_TASKS TO CARRY OUT:_
A) Could you retype the passage on concrete defect detection in full, word for word?
B) Put the entries into a Markdown table with the columns Row and Line, starting at the first line of the entries and ending at the line that contains "pixel 470 397". Skip blank lines and leave out the pictures.

_TEXT SEGMENT:_
= = = =
The final result after processing consists of the target detection boxes of set B, whose number was affected by the IoU threshold set in the NMS algorithm. The lower the threshold, the fewer the results retained.
Data processing
The image acquisition device is shown in Figure 6, where the mounting bracket is fixed on the printing nozzle and follows the movement of the printing nozzle. The capture area includes the printing nozzle and several layers of print filaments below. The captured images used are stored on GitHub as a public 3DCP dataset (3DCP CV Monitoring, 2022). The details of the experimental setup and concrete material can be found in the reference (Rill-García et al., 2022). The dataset consists of 627 images of concrete surfaces taken under different extrusion conditions, with high complexity and diversity. Here, 60 images were randomly extracted from the dataset and manually annotated with bounding boxes for the three target types: concrete crack, notch, and extrusion, using LabelImg software (LabelImg, 2018). Photo shooting scene.
Detection targets
The detection targets in the 3DCP construction process are concrete cracks, notches, and extrusion, as shown in Figure 7. Cracks and notches are two common defects on the concrete surface. Cracks can occur anywhere in the concrete layer, whereas notches only occur on the upper part of the concrete layer. They have different geometric characteristics: cracks are nearly linear and have a darker gap color, while notches are V-shaped and taper from top to bottom. The identification of cracks is easily disturbed by the complex and variable texture of the dry zone of concrete. Therefore, when manually annotating, only those cracks that are clearly distinguishable from textures could be selected as targets, and errors or uncertain information should be avoided as much as possible from being incorporated into the detection model. Detection targets: cracks, notches, and extrusion.
= = = =
Excerpts of location labeling data:
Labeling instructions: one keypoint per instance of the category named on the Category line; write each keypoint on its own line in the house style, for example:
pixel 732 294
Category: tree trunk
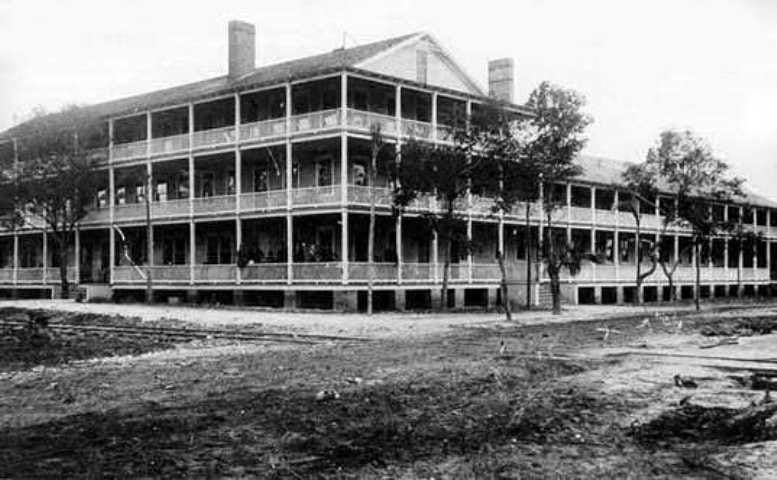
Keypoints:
pixel 149 250
pixel 63 260
pixel 503 286
pixel 637 294
pixel 445 269
pixel 528 256
pixel 697 285
pixel 371 237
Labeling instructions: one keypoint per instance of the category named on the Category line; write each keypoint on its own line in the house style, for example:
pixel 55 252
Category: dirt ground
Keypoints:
pixel 470 397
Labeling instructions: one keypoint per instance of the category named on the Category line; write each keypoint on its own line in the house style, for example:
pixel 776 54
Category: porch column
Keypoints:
pixel 740 260
pixel 593 237
pixel 15 257
pixel 77 255
pixel 238 182
pixel 344 202
pixel 150 232
pixel 398 151
pixel 111 188
pixel 45 255
pixel 192 249
pixel 615 246
pixel 398 240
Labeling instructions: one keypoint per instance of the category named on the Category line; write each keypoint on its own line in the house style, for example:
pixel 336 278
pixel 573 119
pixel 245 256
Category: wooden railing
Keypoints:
pixel 363 120
pixel 265 129
pixel 264 273
pixel 314 121
pixel 172 144
pixel 214 137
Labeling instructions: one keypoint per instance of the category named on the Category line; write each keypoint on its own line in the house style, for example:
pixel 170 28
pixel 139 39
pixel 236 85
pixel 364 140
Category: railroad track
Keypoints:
pixel 179 333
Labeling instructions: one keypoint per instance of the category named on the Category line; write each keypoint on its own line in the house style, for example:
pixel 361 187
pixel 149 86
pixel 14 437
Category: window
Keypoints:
pixel 324 172
pixel 183 185
pixel 121 196
pixel 359 173
pixel 718 252
pixel 718 212
pixel 161 191
pixel 666 248
pixel 102 198
pixel 747 215
pixel 581 240
pixel 624 202
pixel 230 182
pixel 261 183
pixel 733 213
pixel 604 199
pixel 760 216
pixel 581 197
pixel 748 248
pixel 761 254
pixel 685 245
pixel 626 247
pixel 733 253
pixel 206 184
pixel 605 242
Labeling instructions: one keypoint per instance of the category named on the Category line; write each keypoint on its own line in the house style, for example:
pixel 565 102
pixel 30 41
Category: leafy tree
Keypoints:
pixel 556 137
pixel 54 184
pixel 443 172
pixel 505 174
pixel 687 166
pixel 640 183
pixel 376 146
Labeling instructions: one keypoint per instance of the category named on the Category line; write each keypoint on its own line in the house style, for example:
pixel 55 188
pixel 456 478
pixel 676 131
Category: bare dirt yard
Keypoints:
pixel 626 394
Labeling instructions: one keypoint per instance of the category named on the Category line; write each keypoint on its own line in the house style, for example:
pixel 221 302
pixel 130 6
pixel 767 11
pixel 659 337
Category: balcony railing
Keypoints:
pixel 214 137
pixel 170 208
pixel 420 272
pixel 265 129
pixel 580 214
pixel 264 273
pixel 270 199
pixel 316 272
pixel 97 155
pixel 384 272
pixel 316 195
pixel 221 203
pixel 361 195
pixel 170 273
pixel 457 272
pixel 129 211
pixel 53 275
pixel 127 151
pixel 128 274
pixel 165 145
pixel 362 120
pixel 215 273
pixel 30 275
pixel 314 121
pixel 97 215
pixel 486 271
pixel 416 129
pixel 606 217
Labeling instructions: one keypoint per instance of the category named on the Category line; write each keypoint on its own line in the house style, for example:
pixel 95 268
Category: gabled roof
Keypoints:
pixel 280 72
pixel 608 172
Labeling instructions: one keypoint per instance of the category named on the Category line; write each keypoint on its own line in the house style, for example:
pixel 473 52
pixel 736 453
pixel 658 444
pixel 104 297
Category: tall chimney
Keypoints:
pixel 501 79
pixel 242 48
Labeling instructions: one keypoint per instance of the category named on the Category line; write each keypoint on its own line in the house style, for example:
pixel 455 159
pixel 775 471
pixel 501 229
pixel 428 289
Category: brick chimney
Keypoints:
pixel 242 48
pixel 501 79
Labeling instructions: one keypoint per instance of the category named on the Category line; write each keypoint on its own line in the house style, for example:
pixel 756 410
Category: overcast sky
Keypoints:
pixel 708 65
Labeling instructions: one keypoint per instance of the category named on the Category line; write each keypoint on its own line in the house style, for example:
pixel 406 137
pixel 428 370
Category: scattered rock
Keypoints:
pixel 325 395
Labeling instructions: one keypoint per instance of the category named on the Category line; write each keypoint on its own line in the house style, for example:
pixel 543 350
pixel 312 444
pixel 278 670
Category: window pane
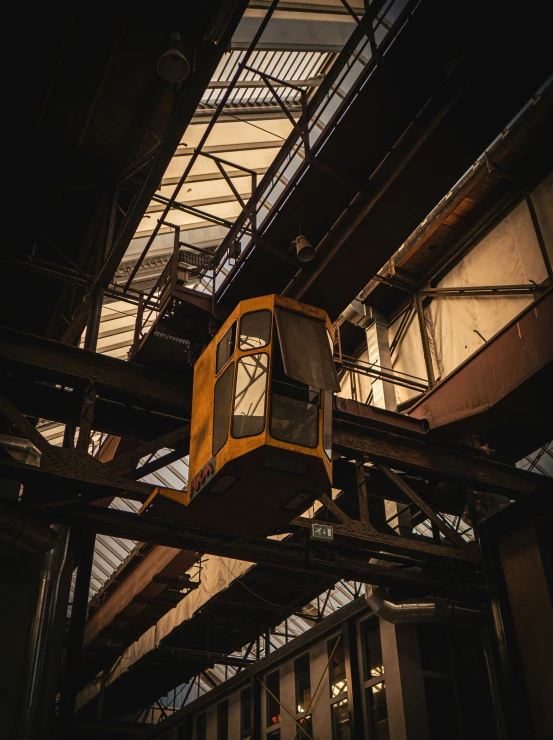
= = = =
_FULL SOLUTIONS:_
A)
The final result after processing consists of the target detection boxes of set B, whose number was affected by the IoU threshold set in the NMS algorithm. The lower the threshold, the fewer the results retained.
Data processing
The image acquisition device is shown in Figure 6, where the mounting bracket is fixed on the printing nozzle and follows the movement of the printing nozzle. The capture area includes the printing nozzle and several layers of print filaments below. The captured images used are stored on GitHub as a public 3DCP dataset (3DCP CV Monitoring, 2022). The details of the experimental setup and concrete material can be found in the reference (Rill-García et al., 2022). The dataset consists of 627 images of concrete surfaces taken under different extrusion conditions, with high complexity and diversity. Here, 60 images were randomly extracted from the dataset and manually annotated with bounding boxes for the three target types: concrete crack, notch, and extrusion, using LabelImg software (LabelImg, 2018). Photo shooting scene.
Detection targets
The detection targets in the 3DCP construction process are concrete cracks, notches, and extrusion, as shown in Figure 7. Cracks and notches are two common defects on the concrete surface. Cracks can occur anywhere in the concrete layer, whereas notches only occur on the upper part of the concrete layer. They have different geometric characteristics: cracks are nearly linear and have a darker gap color, while notches are V-shaped and taper from top to bottom. The identification of cracks is easily disturbed by the complex and variable texture of the dry zone of concrete. Therefore, when manually annotating, only those cracks that are clearly distinguishable from textures could be selected as targets, and errors or uncertain information should be avoided as much as possible from being incorporated into the detection model. Detection targets: cracks, notches, and extrusion.

B)
| Row | Line |
|---|---|
| 1 | Labeling instructions: one keypoint per instance of the category named on the Category line; write each keypoint on its own line in the house style, for example: |
| 2 | pixel 732 294 |
| 3 | Category: tree trunk |
| 4 | Keypoints: |
| 5 | pixel 149 250 |
| 6 | pixel 63 260 |
| 7 | pixel 503 286 |
| 8 | pixel 637 294 |
| 9 | pixel 445 269 |
| 10 | pixel 528 256 |
| 11 | pixel 697 285 |
| 12 | pixel 371 237 |
| 13 | Labeling instructions: one keypoint per instance of the category named on the Category line; write each keypoint on its own line in the house style, for example: |
| 14 | pixel 55 252 |
| 15 | Category: dirt ground |
| 16 | Keypoints: |
| 17 | pixel 470 397 |